=== JOB ===
Set out all the records below as a numbered list, one line per entry, and omit any blank lines.
#### DATA SECTION
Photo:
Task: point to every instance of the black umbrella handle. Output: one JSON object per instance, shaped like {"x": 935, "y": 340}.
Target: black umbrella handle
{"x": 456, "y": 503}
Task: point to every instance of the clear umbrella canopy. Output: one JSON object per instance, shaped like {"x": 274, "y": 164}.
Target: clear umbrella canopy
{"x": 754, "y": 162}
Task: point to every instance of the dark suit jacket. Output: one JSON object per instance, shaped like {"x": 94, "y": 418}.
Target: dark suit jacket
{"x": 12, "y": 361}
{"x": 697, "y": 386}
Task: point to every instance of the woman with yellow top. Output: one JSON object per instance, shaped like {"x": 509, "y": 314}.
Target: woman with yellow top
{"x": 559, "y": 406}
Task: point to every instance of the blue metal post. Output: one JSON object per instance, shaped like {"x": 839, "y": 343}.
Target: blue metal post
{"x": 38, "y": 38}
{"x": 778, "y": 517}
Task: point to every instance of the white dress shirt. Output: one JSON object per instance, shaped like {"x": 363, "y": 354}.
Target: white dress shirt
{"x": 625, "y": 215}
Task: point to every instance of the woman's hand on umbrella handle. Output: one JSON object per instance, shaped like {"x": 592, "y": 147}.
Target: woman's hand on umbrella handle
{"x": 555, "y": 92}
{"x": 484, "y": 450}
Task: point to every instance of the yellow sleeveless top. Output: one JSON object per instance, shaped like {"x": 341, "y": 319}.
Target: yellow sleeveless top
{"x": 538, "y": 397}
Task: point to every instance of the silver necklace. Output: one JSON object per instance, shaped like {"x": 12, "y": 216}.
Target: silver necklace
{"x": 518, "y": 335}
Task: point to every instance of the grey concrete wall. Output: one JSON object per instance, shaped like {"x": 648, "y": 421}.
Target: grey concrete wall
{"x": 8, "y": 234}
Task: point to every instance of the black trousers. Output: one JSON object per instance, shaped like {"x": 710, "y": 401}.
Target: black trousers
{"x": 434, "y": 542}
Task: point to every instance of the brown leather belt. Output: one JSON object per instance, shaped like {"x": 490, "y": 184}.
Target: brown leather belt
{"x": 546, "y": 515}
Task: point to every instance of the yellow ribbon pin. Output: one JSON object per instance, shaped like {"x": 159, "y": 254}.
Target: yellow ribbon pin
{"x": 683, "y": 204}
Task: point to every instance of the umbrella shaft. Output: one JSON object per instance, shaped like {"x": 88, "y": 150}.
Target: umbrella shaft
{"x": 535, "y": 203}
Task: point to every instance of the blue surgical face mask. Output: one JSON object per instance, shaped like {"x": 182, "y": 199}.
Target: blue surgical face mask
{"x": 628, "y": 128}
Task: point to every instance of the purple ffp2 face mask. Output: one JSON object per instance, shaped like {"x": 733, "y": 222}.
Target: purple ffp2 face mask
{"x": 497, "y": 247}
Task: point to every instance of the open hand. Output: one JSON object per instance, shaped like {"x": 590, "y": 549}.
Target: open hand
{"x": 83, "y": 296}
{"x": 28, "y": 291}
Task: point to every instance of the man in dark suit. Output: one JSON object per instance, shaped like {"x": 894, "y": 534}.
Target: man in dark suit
########
=== OUTPUT FOR THIS EXERCISE ===
1. Photo:
2. Task: point to every instance of the black umbrella handle. Output: one JSON object per instance, shaped like {"x": 935, "y": 340}.
3. Target: black umbrella handle
4. {"x": 456, "y": 503}
5. Task: point to every instance of the clear umbrella canopy. Output: one JSON object per instance, shaped like {"x": 274, "y": 164}.
6. Target: clear umbrella canopy
7. {"x": 754, "y": 162}
8. Task: point to every instance of the dark suit jacket. Output: one JSON object per instance, shaped like {"x": 94, "y": 418}.
9. Target: dark suit jacket
10. {"x": 12, "y": 361}
11. {"x": 697, "y": 386}
12. Task: point to every instance of the woman with yellow top. Output: one JSON object per instance, shaped like {"x": 509, "y": 314}.
13. Target: woman with yellow top
14. {"x": 559, "y": 406}
15. Task: point to every instance of the blue metal post. Output: one JSON object per instance, shaped like {"x": 839, "y": 343}.
16. Target: blue metal post
17. {"x": 38, "y": 38}
18. {"x": 778, "y": 517}
19. Task: point to every instance of the white dress shirt. Output: one JSON object per instance, shaped like {"x": 363, "y": 354}.
20. Target: white dress shirt
21. {"x": 625, "y": 215}
22. Task: point to every instance of the woman's hand on umbrella handle. Output: one JSON object per instance, shaped like {"x": 592, "y": 147}.
23. Target: woman's hand on umbrella handle
24. {"x": 555, "y": 92}
25. {"x": 484, "y": 450}
26. Task: point to every instance of the yellow sleeveless top. Output: one JSON object per instance, shaped like {"x": 341, "y": 319}.
27. Target: yellow sleeveless top
28. {"x": 538, "y": 397}
29. Task: point to every instance of the silver necklace. Output: one JSON object per instance, shaped like {"x": 12, "y": 216}.
30. Target: silver necklace
31. {"x": 518, "y": 335}
32. Task: point to every instance of the grey concrete wall. Output: one JSON object per instance, shaped like {"x": 648, "y": 421}.
33. Target: grey concrete wall
34. {"x": 8, "y": 234}
35. Task: point to every instance of the black trousers. Output: one JSON object per instance, shaped like {"x": 710, "y": 401}.
36. Target: black trousers
37. {"x": 434, "y": 542}
38. Task: point to every instance of the brown leather belt. Output: one JSON object per instance, shaped like {"x": 490, "y": 184}.
39. Target: brown leather belt
40. {"x": 546, "y": 515}
41. Task: point to every instance of the yellow ribbon pin. Output: one JSON object per instance, shaped like {"x": 159, "y": 254}.
42. Target: yellow ribbon pin
43. {"x": 683, "y": 204}
44. Task: point to every instance of the umbrella shaft. Output: one JSON object per instance, shaped like {"x": 88, "y": 150}.
45. Target: umbrella shaft
46. {"x": 535, "y": 203}
47. Task: point to every instance of the blue surgical face mask. Output: one JSON object per instance, shaped like {"x": 182, "y": 199}.
48. Target: blue surgical face mask
49. {"x": 628, "y": 128}
50. Task: point to every instance of the purple ffp2 face mask. Output: one JSON object per instance, shaped like {"x": 733, "y": 222}.
51. Target: purple ffp2 face mask
52. {"x": 497, "y": 247}
53. Task: point to every instance of the open hand. Output: one JSON object per instance, shaped like {"x": 590, "y": 549}.
54. Target: open hand
55. {"x": 83, "y": 296}
56. {"x": 28, "y": 291}
57. Task: point to every instance of the man in dark suit. Output: one JSON object per instance, shaped like {"x": 894, "y": 534}.
58. Target: man in dark suit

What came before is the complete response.